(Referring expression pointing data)

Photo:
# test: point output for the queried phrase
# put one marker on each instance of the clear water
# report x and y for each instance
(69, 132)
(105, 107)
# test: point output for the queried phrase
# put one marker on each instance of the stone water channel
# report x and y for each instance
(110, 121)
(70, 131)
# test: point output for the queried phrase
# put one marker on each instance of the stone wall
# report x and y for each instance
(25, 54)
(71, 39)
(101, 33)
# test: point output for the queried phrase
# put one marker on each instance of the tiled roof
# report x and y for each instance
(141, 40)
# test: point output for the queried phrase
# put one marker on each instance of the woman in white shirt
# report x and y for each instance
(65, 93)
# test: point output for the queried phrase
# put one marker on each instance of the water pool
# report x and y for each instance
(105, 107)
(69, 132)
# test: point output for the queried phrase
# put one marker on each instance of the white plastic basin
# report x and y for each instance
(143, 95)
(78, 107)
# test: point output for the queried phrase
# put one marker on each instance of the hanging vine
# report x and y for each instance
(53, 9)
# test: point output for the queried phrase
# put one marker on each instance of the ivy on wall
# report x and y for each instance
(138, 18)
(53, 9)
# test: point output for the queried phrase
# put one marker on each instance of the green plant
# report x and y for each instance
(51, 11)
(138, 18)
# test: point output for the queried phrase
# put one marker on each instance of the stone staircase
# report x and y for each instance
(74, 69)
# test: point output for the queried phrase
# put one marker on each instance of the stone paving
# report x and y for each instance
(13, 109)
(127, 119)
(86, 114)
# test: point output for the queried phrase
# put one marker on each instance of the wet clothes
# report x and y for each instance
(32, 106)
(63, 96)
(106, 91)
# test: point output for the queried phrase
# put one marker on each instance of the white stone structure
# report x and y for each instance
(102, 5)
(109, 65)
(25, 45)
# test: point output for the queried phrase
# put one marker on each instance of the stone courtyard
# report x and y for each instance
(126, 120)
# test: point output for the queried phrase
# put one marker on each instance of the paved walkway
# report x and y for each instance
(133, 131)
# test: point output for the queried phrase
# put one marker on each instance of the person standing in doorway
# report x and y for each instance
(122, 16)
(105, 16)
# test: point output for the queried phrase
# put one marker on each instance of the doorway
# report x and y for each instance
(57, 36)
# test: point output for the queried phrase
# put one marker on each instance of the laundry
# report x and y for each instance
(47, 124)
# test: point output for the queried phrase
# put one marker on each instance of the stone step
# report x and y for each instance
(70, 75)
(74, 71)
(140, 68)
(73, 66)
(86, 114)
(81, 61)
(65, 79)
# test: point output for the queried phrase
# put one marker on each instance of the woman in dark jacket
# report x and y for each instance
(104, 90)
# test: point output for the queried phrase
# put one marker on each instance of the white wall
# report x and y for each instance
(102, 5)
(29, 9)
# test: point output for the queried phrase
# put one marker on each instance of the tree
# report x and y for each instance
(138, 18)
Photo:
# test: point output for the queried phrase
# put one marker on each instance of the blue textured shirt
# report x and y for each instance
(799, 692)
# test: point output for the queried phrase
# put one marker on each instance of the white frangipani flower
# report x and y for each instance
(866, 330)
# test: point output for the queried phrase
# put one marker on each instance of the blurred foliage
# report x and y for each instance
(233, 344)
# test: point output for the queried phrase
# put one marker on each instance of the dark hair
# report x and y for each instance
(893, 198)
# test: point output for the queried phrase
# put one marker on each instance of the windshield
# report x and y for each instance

= TASK DIRECTIONS =
The line with "# put one marker on each instance of the dark" and all lines after it through the end of the data above: write these out exactly and add nothing.

= ANSWER TO THIS PROBLEM =
# put one marker on each instance of the dark hair
# report x and y for each instance
(893, 198)
# test: point output for the queried phrase
# put one marker on each instance of the windshield
# report x and y for each instance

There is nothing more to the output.